#### [TEXTO EXTRAÍDO]
En Lima no hay taxímetros. La tarifa se negocia cara a cara.

-Hasta la casa de Vargas Llosa son cinco soles -explica el taxista, que es chino. Oriental. Japonés, en rigor. Votará por Fujimori, pero no por un asunto de lealtad étnica.

-Quizás sea una dictadura, quizás se cometan excesos, pero hay orden y tranquilidad.

Todos los taxistas saben dónde está la casa de Vargas Llosa. No la dirección exacta, pero saben que es en el Malecón de Barranco. El Malecón Paul Harris.

La casa ya no es una casa. Es un espléndido edificio blanco de seis pisos. Unos amigos de la familia se hicieron cargo cuando se fueron en el 90. Destruyeron la casa y construyeron el edificio. El quinto y el sexto son de VLL. Los otros pisos son de amigos. Todos miran al mar: el mar cubierto de niebla que se escucha allá abajo, al final del acantilado. Uno ingresa a la casa del escritor por el sexto. El ascensor da a una iluminada oficina donde trabajan, a tiempo completo, dos eficaces y cercanas secretarias que son, en rigor, algo así como sus socias. Ellas coordinan la empresa literaria que es Mario Vargas Llosa. Y el tiempo apenas les alcanza. Las paredes están tapizadas de portafolios con todo lo que MVLL ha escrito o se ha escrito sobre él.

#### [CONSIGNAS DEL EJERCICIO]
(a) Cita textualmente el pasaje del texto sobre la casa de Vargas Llosa que empieza con "-Hasta la casa" y sigue hasta "de lealtad étnica.".
(b) Prolonga el texto sobre la casa de Vargas Llosa en Lima a partir de su última oración.

#### [DATOS REGISTRADOS]
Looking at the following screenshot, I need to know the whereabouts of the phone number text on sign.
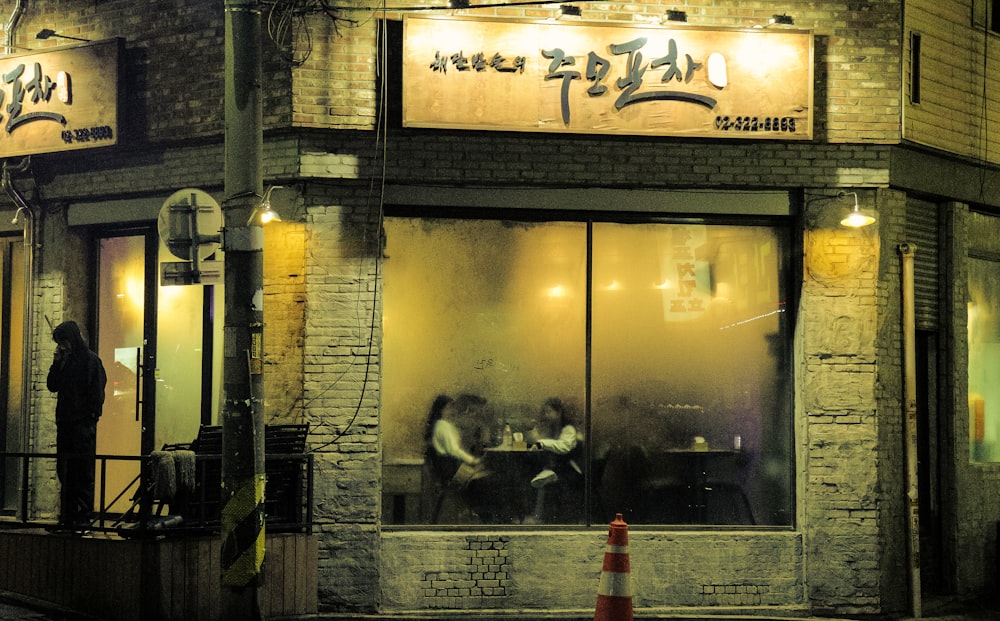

#### [RESPUESTAS POR CONSIGNA]
(a)
-Hasta la casa de Vargas Llosa son cinco soles -explica el taxista, que es chino. Oriental. Japonés, en rigor. Votará por Fujimori, pero no por un asunto de lealtad étnica.

(b)
Sentado al final de la oficina, en un cómodo sillón que mira hacia la terraza, tomando Inca Kola, está Iván Thays. Es un chico tímido, callado, que pareciera estar siempre casi a punto de llorar. Thays es escritor y de los buenos. Su última novela se llama El viaje interior. Thays es peruano y, la verdad, no es tan joven. Tiene 32, pero usa el pelo muy largo, como rockero, y su cara es flaca, huesuda, y sufre la maldición de sentir demasido.

Mario Vargas Llosa: La ciudad y los huachos

Thays está aquí, en la oficina, esperando conocer a Vargas Llosa. No está aquí para entrevistarlo. De hecho, ahora mismo otro periodista con ganas de ser escritor está entrevistándolo. Thays está acá porque lo llamó Rosi, una de las secretarias, por encargo de Vargas Llosa para invitarlo a almorzar.

-No puedo creer que estoy acá -dice, susurrando-.

Espero no quebrar nada.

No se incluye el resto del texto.